In view of the long service history of the Finnish railway network, what makes the subject so urgent right now? The Finnish railway network has been in use since the 1860s. In the early days, stability engineering was still a great unknown, and, in the main, embankment construction on soft soil beds proceeded through the application of the trial-and-error method.
In fact, stability computation and geotechnical studies developed in the Nordic countries largely by virtue of the construction of railways. In Finland, the Geotechnical Commission of the State Railways was established in 1919. Application of computational methods became widely accepted as late as in the 1940s, at a time when the main part of the existing railway network’s total length of approximately 6,000 kilometres had already been constructed. A great many things have changed over time. The concepts of failure safety, the determination of soil strength, and strength reduction have all been specified in more detail alongside the progress of scientific knowledge. The live loads of the railway traffic on the infrastructure have changed as well.
Quite evidently, the aim has been to increase carrying-capacity by means of increased speeds and axle weights. Increased live loads, however, require the load-bearing capacity of the railway network, including the stability of the embankments and soil foundation, to be validated before any traffic is authorised. It is also noteworthy that a substantial part of the Finnish railway network has been laid directly onto soft-soil roadbed. As well as the aforementioned factors, the increasing need for repairs due, for example, to ground frost damage necessitates rather extensive stability analyses to be conducted across the entire railway network.

:::

Task brief:
Carry the passage on embankment stability across the Finnish railway network forward, picking up right after its final sentence.

Source material:
:::

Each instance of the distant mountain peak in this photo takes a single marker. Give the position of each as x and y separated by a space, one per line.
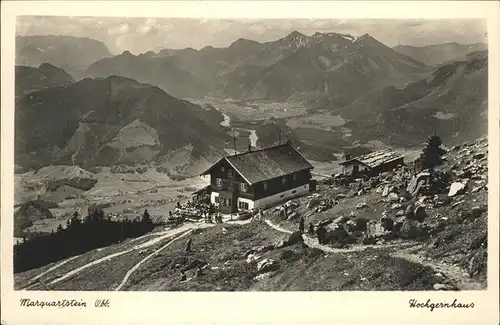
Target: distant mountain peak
242 42
294 34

:::

Task result:
Given the scale of the issue at hand, the associated cost impact will be significant. Therefore, it is imperative that both the computations and the resultant remedial schemes are based on maximally accurate and correct assumptions and premises. As part of the joint Tera research programme of the Tampere University of Technology (TUT) and the Finnish Transport Agency, the purpose of the RASTAPA project is to increase the accuracy of stability computation methods and to compare the stability improvement options in terms of economic input-output life cycle assessment.
Full-scale embankment collapse experiment
A full-scale embankment collapse experiment in Perniö, Salo, was an elementary part of the research project. The purpose of the experiment was to determine what would happen in an actual embankment collapse, and to test a number of different metering devices as to their suitability to stability monitoring of railway embankments. Planning and preparation for the experiment started at the beginning of 2009, and the experiment itself was conducted on 20 – 21 October 2009.
For the experiment, a 50-metre long low-profile embankment, with sleepers and rails, was constructed on a soft clayey soil bed, on the site of a previous embankment. The load model represented a very heavy freight train coming to a halt on the track. The "train" consisted of beams representing axles and modified sea cargo containers placed upon the beams. The containers were then loaded gradually with sand using a custom-made belt conveyor several metres in length, which allowed for the keeping of a safe distance from the embankment (Image 1).
Measurement data on the physical phenomena related to the collapse (soil movement behaviour, soil water pressure) was logged using various metering devices, from which we could mention here the automatic inclinometers, robot tachometers, pore water pressure sensors, soil pressure sensors, laser scanners, and the automatic deflection tubes developed at the Department of Civil Engineering at Tampere University (in the research area of earth and foundation structures). The instrumentation may very well have been the most extensive one ever used in such an experiment, and there were approximately 300 individual metering points. Automated logging of measurement data enabled real-time monitoring on-site.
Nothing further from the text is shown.